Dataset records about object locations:
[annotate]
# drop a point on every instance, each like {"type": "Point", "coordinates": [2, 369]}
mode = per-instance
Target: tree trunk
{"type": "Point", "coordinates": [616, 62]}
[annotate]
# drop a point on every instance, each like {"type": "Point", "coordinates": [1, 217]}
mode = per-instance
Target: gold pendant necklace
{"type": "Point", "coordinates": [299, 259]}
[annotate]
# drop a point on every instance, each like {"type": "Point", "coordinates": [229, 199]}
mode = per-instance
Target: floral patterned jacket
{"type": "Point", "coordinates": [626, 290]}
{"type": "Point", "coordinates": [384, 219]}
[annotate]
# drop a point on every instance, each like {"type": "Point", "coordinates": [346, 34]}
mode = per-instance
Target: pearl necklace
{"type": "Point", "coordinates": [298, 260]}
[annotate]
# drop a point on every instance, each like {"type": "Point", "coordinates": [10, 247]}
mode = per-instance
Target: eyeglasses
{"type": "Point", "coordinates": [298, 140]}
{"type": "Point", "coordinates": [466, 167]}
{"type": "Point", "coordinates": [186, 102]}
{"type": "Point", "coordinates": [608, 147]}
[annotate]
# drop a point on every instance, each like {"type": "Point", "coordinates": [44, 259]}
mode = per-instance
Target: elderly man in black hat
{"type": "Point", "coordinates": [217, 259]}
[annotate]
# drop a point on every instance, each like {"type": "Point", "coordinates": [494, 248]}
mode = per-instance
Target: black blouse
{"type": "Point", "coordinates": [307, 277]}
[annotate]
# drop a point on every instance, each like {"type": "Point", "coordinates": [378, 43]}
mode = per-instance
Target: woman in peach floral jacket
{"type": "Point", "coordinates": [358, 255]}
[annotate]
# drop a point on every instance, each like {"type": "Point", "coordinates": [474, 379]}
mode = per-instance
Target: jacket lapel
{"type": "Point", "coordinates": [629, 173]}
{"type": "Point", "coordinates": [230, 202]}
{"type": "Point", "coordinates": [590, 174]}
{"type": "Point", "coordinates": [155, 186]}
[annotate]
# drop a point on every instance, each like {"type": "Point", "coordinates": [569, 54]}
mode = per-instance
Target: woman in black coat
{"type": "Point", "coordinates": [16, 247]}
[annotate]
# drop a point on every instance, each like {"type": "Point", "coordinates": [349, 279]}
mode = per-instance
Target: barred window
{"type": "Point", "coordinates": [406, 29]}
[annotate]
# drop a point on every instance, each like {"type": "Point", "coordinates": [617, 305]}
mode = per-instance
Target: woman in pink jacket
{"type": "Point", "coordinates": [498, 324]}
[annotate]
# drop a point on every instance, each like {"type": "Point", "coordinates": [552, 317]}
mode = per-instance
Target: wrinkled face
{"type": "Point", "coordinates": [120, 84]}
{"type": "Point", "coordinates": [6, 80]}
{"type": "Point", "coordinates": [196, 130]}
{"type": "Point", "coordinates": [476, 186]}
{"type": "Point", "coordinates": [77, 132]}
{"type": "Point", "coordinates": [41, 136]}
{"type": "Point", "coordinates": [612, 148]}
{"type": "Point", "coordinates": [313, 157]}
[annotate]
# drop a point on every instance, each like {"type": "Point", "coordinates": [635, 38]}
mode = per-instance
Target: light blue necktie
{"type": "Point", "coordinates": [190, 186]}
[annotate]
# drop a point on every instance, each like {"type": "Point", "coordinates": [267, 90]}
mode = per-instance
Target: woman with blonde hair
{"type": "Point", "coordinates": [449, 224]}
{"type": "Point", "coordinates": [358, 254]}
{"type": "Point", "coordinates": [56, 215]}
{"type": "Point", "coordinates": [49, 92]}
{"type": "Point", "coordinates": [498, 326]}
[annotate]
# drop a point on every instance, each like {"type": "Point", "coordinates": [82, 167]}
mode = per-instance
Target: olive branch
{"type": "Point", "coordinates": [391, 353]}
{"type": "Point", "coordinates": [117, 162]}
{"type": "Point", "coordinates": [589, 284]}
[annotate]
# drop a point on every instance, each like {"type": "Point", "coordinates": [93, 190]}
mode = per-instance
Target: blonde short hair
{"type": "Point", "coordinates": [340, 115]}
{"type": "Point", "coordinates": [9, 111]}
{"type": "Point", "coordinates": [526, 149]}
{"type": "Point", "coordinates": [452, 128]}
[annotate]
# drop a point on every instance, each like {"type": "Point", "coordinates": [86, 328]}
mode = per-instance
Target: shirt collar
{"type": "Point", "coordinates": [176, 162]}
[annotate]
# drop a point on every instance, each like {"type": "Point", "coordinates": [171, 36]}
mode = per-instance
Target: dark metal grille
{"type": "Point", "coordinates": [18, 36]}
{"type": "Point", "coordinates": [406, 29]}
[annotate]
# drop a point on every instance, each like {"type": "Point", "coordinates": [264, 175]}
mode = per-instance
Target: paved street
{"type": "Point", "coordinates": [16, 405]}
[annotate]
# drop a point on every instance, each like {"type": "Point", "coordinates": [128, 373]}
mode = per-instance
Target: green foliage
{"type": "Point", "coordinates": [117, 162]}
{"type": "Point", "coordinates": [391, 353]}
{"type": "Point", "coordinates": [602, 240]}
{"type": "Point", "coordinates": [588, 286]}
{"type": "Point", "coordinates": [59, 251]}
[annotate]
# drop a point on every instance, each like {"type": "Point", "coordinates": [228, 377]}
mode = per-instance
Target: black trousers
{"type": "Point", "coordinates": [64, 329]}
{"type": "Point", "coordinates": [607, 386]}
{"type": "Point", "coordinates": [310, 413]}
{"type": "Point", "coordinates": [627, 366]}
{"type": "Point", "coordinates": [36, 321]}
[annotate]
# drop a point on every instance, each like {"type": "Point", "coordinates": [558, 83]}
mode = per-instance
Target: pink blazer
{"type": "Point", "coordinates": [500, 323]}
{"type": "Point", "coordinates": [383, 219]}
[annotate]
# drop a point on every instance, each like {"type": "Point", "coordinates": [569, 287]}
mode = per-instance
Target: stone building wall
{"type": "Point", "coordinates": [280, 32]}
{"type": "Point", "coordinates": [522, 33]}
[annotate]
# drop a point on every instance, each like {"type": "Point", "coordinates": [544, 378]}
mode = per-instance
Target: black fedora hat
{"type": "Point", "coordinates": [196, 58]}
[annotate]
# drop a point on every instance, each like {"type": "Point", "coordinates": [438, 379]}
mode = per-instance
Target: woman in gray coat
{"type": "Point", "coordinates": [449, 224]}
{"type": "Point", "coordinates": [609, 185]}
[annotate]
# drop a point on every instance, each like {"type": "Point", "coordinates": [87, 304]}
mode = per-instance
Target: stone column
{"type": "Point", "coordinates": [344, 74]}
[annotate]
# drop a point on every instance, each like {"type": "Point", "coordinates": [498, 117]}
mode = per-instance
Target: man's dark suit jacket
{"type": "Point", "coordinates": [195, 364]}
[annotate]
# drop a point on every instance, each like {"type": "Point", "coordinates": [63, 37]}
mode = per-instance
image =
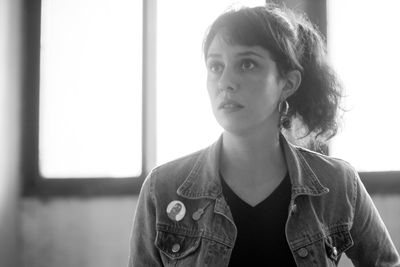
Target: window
{"type": "Point", "coordinates": [363, 47]}
{"type": "Point", "coordinates": [83, 114]}
{"type": "Point", "coordinates": [90, 89]}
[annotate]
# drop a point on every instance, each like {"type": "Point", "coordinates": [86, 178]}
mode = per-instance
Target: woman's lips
{"type": "Point", "coordinates": [230, 105]}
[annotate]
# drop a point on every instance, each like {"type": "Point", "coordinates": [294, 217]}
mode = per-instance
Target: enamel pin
{"type": "Point", "coordinates": [176, 210]}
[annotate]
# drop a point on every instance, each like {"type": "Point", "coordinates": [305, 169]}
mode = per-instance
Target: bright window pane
{"type": "Point", "coordinates": [185, 122]}
{"type": "Point", "coordinates": [91, 88]}
{"type": "Point", "coordinates": [364, 47]}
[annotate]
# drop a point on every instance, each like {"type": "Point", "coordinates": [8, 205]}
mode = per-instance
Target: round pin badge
{"type": "Point", "coordinates": [176, 210]}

▶ _TO DO_:
Write the records out again in full, exactly, and skip every picture.

▶ _SOLVED PROBLEM_:
[annotate]
# drop a point on every instance, each like {"type": "Point", "coordinates": [2, 369]}
mode = per-instance
Target: tree trunk
{"type": "Point", "coordinates": [616, 62]}
[annotate]
# drop a point on every instance, each like {"type": "Point", "coordinates": [1, 217]}
mode = per-instance
Target: gold pendant necklace
{"type": "Point", "coordinates": [299, 259]}
[annotate]
# drop a point on every instance, each like {"type": "Point", "coordinates": [229, 199]}
mode = per-instance
Target: floral patterned jacket
{"type": "Point", "coordinates": [626, 290]}
{"type": "Point", "coordinates": [384, 219]}
[annotate]
# drop a point on every instance, each like {"type": "Point", "coordinates": [346, 34]}
mode = per-instance
Target: pearl necklace
{"type": "Point", "coordinates": [298, 260]}
[annotate]
# drop a point on every instance, each like {"type": "Point", "coordinates": [10, 247]}
mode = per-instance
Target: eyeglasses
{"type": "Point", "coordinates": [298, 140]}
{"type": "Point", "coordinates": [466, 167]}
{"type": "Point", "coordinates": [186, 102]}
{"type": "Point", "coordinates": [608, 147]}
[annotate]
# drop a point on every instance, each like {"type": "Point", "coordinates": [44, 259]}
mode = per-instance
Target: elderly man in black hat
{"type": "Point", "coordinates": [217, 259]}
[annotate]
# drop a point on every instance, each like {"type": "Point", "coordinates": [494, 248]}
mode = per-instance
Target: black blouse
{"type": "Point", "coordinates": [307, 277]}
[annotate]
# drop a point on every instance, each like {"type": "Point", "coordinates": [378, 43]}
mode = per-instance
Target: woman in peach floral jacket
{"type": "Point", "coordinates": [358, 255]}
[annotate]
# drop a point on every instance, each like {"type": "Point", "coordinates": [474, 379]}
mode = per-instance
Target: jacket lapel
{"type": "Point", "coordinates": [629, 173]}
{"type": "Point", "coordinates": [230, 202]}
{"type": "Point", "coordinates": [590, 174]}
{"type": "Point", "coordinates": [155, 186]}
[annotate]
# drop a point on every instance, each like {"type": "Point", "coordinates": [569, 54]}
mode = per-instance
Target: woman in black coat
{"type": "Point", "coordinates": [16, 247]}
[annotate]
# drop a point on every instance, each like {"type": "Point", "coordinates": [349, 279]}
mode = per-instance
Target: barred window
{"type": "Point", "coordinates": [406, 29]}
[annotate]
# drop a point on every instance, each like {"type": "Point", "coordinates": [617, 305]}
mode = per-instance
Target: woman in pink jacket
{"type": "Point", "coordinates": [498, 324]}
[annotate]
# drop a point on every instance, each like {"type": "Point", "coordinates": [552, 317]}
mode = per-instance
Target: wrinkled face
{"type": "Point", "coordinates": [120, 84]}
{"type": "Point", "coordinates": [6, 80]}
{"type": "Point", "coordinates": [196, 130]}
{"type": "Point", "coordinates": [476, 186]}
{"type": "Point", "coordinates": [77, 132]}
{"type": "Point", "coordinates": [41, 136]}
{"type": "Point", "coordinates": [612, 148]}
{"type": "Point", "coordinates": [313, 157]}
[annotate]
# drop a point on every instance, each like {"type": "Point", "coordinates": [635, 38]}
mode = per-instance
Target: light blue necktie
{"type": "Point", "coordinates": [190, 186]}
[annotate]
# drop a point on every instance, each like {"type": "Point", "coordinates": [267, 90]}
mode = per-instance
Target: woman with blonde hair
{"type": "Point", "coordinates": [449, 224]}
{"type": "Point", "coordinates": [358, 254]}
{"type": "Point", "coordinates": [56, 215]}
{"type": "Point", "coordinates": [49, 92]}
{"type": "Point", "coordinates": [498, 326]}
[annotate]
# drop a point on every instance, each like {"type": "Point", "coordinates": [82, 167]}
mode = per-instance
Target: olive branch
{"type": "Point", "coordinates": [391, 353]}
{"type": "Point", "coordinates": [117, 162]}
{"type": "Point", "coordinates": [589, 284]}
[annotate]
# drop a point on every instance, each like {"type": "Point", "coordinates": [93, 190]}
mode = per-instance
Target: blonde short hair
{"type": "Point", "coordinates": [340, 115]}
{"type": "Point", "coordinates": [9, 111]}
{"type": "Point", "coordinates": [526, 149]}
{"type": "Point", "coordinates": [452, 128]}
[annotate]
# drop a point on every instance, each like {"type": "Point", "coordinates": [86, 328]}
mode = per-instance
Target: shirt collar
{"type": "Point", "coordinates": [176, 162]}
[annotate]
# drop a point on every instance, each like {"type": "Point", "coordinates": [171, 36]}
mode = per-instance
Target: dark metal grille
{"type": "Point", "coordinates": [18, 36]}
{"type": "Point", "coordinates": [406, 29]}
[annotate]
# drop a point on every instance, each like {"type": "Point", "coordinates": [264, 175]}
mode = per-instance
Target: paved street
{"type": "Point", "coordinates": [16, 405]}
[annotate]
# drop a point on every instance, each like {"type": "Point", "coordinates": [128, 373]}
mode = per-instance
Target: green foliage
{"type": "Point", "coordinates": [117, 162]}
{"type": "Point", "coordinates": [391, 353]}
{"type": "Point", "coordinates": [602, 240]}
{"type": "Point", "coordinates": [588, 286]}
{"type": "Point", "coordinates": [59, 251]}
[annotate]
# drop a point on every instance, each like {"type": "Point", "coordinates": [228, 377]}
mode = per-instance
Target: black trousers
{"type": "Point", "coordinates": [64, 329]}
{"type": "Point", "coordinates": [607, 386]}
{"type": "Point", "coordinates": [310, 413]}
{"type": "Point", "coordinates": [627, 366]}
{"type": "Point", "coordinates": [36, 321]}
[annotate]
# drop a point on every instance, each like {"type": "Point", "coordinates": [558, 83]}
mode = per-instance
Target: pink blazer
{"type": "Point", "coordinates": [500, 323]}
{"type": "Point", "coordinates": [383, 219]}
[annotate]
# drop a point on every instance, each like {"type": "Point", "coordinates": [569, 287]}
mode = per-instance
Target: stone building wall
{"type": "Point", "coordinates": [280, 32]}
{"type": "Point", "coordinates": [522, 33]}
[annotate]
# drop a point on every instance, each like {"type": "Point", "coordinates": [544, 378]}
mode = per-instance
Target: black fedora hat
{"type": "Point", "coordinates": [196, 58]}
[annotate]
# drop a point on every instance, each like {"type": "Point", "coordinates": [438, 379]}
mode = per-instance
Target: woman in gray coat
{"type": "Point", "coordinates": [449, 224]}
{"type": "Point", "coordinates": [609, 185]}
[annotate]
# drop a point on every instance, each like {"type": "Point", "coordinates": [87, 304]}
mode = per-instance
Target: stone column
{"type": "Point", "coordinates": [344, 74]}
[annotate]
# drop a point on every instance, each like {"type": "Point", "coordinates": [498, 117]}
mode = per-instance
Target: man's dark suit jacket
{"type": "Point", "coordinates": [195, 364]}
[annotate]
# drop a point on every instance, each like {"type": "Point", "coordinates": [63, 37]}
mode = per-instance
image =
Target: window
{"type": "Point", "coordinates": [363, 47]}
{"type": "Point", "coordinates": [83, 114]}
{"type": "Point", "coordinates": [90, 89]}
[annotate]
# drop a point on every instance, each like {"type": "Point", "coordinates": [86, 178]}
mode = per-instance
Target: woman's lips
{"type": "Point", "coordinates": [230, 105]}
[annotate]
# drop a point on every instance, each like {"type": "Point", "coordinates": [294, 217]}
mode = per-instance
Target: enamel pin
{"type": "Point", "coordinates": [176, 210]}
[annotate]
# drop a point on every instance, each like {"type": "Point", "coordinates": [305, 169]}
mode = per-instance
Target: bright window pane
{"type": "Point", "coordinates": [185, 122]}
{"type": "Point", "coordinates": [91, 88]}
{"type": "Point", "coordinates": [364, 47]}
[annotate]
# drop a point on every instance, each like {"type": "Point", "coordinates": [8, 205]}
mode = per-instance
Target: round pin badge
{"type": "Point", "coordinates": [176, 210]}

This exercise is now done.